Botanical illustrations. Sydney Parkinson
The re-enactment of 1970 suggested that Cook then claimed possession of the new territory for King George III. In truth, that occurred four months later, once Cook had completed his survey of the eastern edge of the continent. He formalised the British claim on an island in Torres Strait he aptly named Possession Island (known to its inhabitants as Bedhan Lag).
How Cook's interpreted of his orders there, assured the calamity that would later befall the continent's existing inhabitants. None of them at the time, could have known what was to unfold. Cook's orders read: "... if you find the Country uninhabited take Possession for his Majesty by setting up Proper Marks and Inscriptions, as first discoverers and possessors".
Unquestionably, Cook and his party encountered all sorts of human activity during their voyage along the continental coast. However, to Europeans of the time (and applied as international law), visible indicators of occupation required observable evidence of herding and farming. Such signs presumed the recognition and tradability of property rights. It was a legalistic determination that set the terms for future interactions with territories, then unknown to Europeans. In claiming possession, Cook had assessed the land as not recognisably "occupied"—or Terra Nullius.

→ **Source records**
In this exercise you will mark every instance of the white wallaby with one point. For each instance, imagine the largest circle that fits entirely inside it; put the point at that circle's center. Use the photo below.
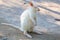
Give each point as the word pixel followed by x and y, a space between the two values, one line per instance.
pixel 28 20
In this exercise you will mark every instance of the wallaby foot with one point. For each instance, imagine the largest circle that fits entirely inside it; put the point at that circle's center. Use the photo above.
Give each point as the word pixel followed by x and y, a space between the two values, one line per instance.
pixel 25 33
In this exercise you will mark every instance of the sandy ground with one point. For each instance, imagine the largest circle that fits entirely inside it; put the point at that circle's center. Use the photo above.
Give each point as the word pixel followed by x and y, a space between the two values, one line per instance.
pixel 49 11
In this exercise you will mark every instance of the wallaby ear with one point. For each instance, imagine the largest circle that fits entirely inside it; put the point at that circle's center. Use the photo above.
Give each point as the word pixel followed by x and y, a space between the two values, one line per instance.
pixel 31 4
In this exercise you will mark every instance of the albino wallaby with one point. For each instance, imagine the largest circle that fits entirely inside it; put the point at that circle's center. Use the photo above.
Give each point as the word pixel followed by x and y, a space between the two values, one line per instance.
pixel 28 19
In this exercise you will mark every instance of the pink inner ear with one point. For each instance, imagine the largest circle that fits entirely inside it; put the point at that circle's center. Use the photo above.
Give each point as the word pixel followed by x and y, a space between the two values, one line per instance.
pixel 31 4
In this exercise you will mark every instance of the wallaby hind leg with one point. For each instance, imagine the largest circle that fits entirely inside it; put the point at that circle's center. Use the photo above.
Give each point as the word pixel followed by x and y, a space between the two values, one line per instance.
pixel 26 34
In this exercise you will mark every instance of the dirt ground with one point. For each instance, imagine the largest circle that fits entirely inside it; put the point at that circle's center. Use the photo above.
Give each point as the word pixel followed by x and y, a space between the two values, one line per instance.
pixel 9 33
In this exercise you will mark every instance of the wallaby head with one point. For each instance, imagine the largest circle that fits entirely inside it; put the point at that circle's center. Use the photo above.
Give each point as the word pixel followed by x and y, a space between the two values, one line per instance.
pixel 31 4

→ **Problem A**
In the passage on Cook's claim of possession, give the words from "Botanical illustrations. Sydney" to "as Bedhan Lag)." again, substituting "several months" for "four months".
→ **Problem B**
Does each statement below agree with the passage on Cook's claim of possession? Answer yes or no for each, and quote the words of the passage that decide it.
(i) Cook claimed possession for King George III at the moment shown in the 1970 re-enactment.
(ii) Cook's orders told him to take possession if he found the country uninhabited.
(iii) To Europeans of the time, visible signs of occupation required evidence of herding and farming.
→ **Problem C**
Answer these questions from the passage on Cook's claim of possession.
(i) What do the island's inhabitants call the island Cook named Possession Island?
(ii) According to Cook's orders, how was possession to be taken?
(iii) What term does the passage give for land judged not recognisably "occupied"?

→ **Written reply A**
Botanical illustrations. Sydney Parkinson
The re-enactment of 1970 suggested that Cook then claimed possession of the new territory for King George III. In truth, that occurred several months later, once Cook had completed his survey of the eastern edge of the continent. He formalised the British claim on an island in Torres Strait he aptly named Possession Island (known to its inhabitants as Bedhan Lag).

→ **Written reply B**
(i) No: "In truth, that occurred four months later, once Cook had completed his survey of the eastern edge of the continent."
(ii) Yes: "if you find the Country uninhabited take Possession for his Majesty"
(iii) Yes: "visible indicators of occupation required observable evidence of herding and farming"

→ **Written reply C**
(i) Bedhan Lag
(ii) By setting up Proper Marks and Inscriptions
(iii) Terra Nullius